On Thu, Jun 27, 2019 at 10:06 AM Axel Wagner
<axel.wagner...@googlemail.com> wrote:
>
> Can you post some working code to the playground? ISTM that the code you 
> shown wouldn't compile (X has both a Next field and a Next method). Also, the 
> receiver is called X, but you return an *Item. That's not totally 
> hypothetical as a follow-up, because in general, linked lists are an example 
> of where IMO a nil-value can be made a completely useful implementation of an 
> interface, by putting a nil-check in the methods. However, it's hard to talk 
> about it concretely, without working code to adapt to show the idea :)

Sorry for the sloppy code. The first email I sent has a working
example to illustrate. My real code where I had this was in the
context of an ssh-based library with a bastion host. Here's a summary
version:

https://play.golang.org/p/tNmWWb_28qZ

When I first wrote this, I had a Host struct, with func (h Host)
GetVia() *Host . After it worked, I changed the Host to an interface,
HostIntf and added Via() HostIntf function to it, and ended up with an
enabled recursion, because  h.Via() is never nil.


>
> On Thu, Jun 27, 2019 at 5:46 PM Burak Serdar <bser...@ieee.org> wrote:
>>
>>   - function returns an interface Y
>>   - there is a return X where X is not of type Y and is a reference
>>   - X is not assigned a value in at least one code path
>>   -  there are no nil-checks for X
>
>
> IMO this is not sufficient to avoid false positives. For one, if nil is a 
> valid implementation of an interface, returning a nil-value of that type is 
> of course totally fine. Then, with the sort.StringSlice example, there are no 
> nil-checks in any methods - but there don't *have* to be, because `len` on a 
> nil-slice returns zero and the contract of the interface guarantees that Swap 
> and Less are never called with out-of-bound indices. Note, that there


If you do "return sort.StringSlice(nil)", then the return value is
created/assigned in the function body, so it wouldn't alert. It would
only alert if the function gets a reference value from somewhere else,
converts it to an interface and returns it. So the following would be
ok:

func f() sort.Interface {
  return sort.StringSlice(nil)
}

But this would be a false-positive:

func g() sort.StringSlice {
  return sort.StringSlice(nil)
}

func f() sort.Interface {
  return g()
}



is no way to check for this programmatically - for a tool, if
StringSlice.Swap is ever called, with any arguments, on a nil-value,
it would panic.
> So the implementation of sort.StringSlice is totally fine as is and it's 
> totally reasonable to use a nil-value as a sort.Interface (e.g. say you 
> declare a variable of that type and then fill it conditionally with append - 
> you might end up with a nil-slice) but would be reported as a false-positive.

You are talking about analyzing what happens after function returns. I
am talking about only analyzing the function that causes the possible
nil-value-interface. Above, only the function f() would be analyzed,
and the first copy would be ok, and the second copy not, which, in a
way makes sense because f() doesn't know what g() does, and if g()
returns a nil instead of a nil-value-interface, then f() will hide
that nil.

>
> Come to think of it, this actually returns false-positives even with the most 
> strict implementation of the check - that is, if it only triggers if *all* 
> code-paths at the interface creation-point return nil and if *all* code-paths 
> in the method actually panic. Because even that check would falsely flag 
> sort.StringSlice.

* [Work order]: According to the email thread, in what context was the real code with the recursion problem written?

* [Information provided]:
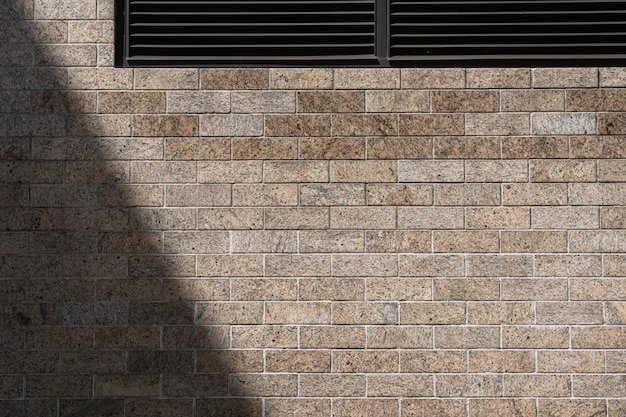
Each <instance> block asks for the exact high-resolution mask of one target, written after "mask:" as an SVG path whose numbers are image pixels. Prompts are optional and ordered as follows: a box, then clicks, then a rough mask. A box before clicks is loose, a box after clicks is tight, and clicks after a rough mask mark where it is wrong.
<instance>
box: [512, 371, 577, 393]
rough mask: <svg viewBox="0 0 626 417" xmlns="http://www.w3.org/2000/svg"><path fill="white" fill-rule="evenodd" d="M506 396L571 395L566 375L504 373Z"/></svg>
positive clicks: (569, 378) (571, 386)
mask: <svg viewBox="0 0 626 417" xmlns="http://www.w3.org/2000/svg"><path fill="white" fill-rule="evenodd" d="M504 395H505V396H507V397H528V396H536V397H569V396H570V395H572V386H571V381H570V378H569V376H568V375H505V376H504Z"/></svg>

* [Answer to this task]: In an ssh-based library with a bastion host.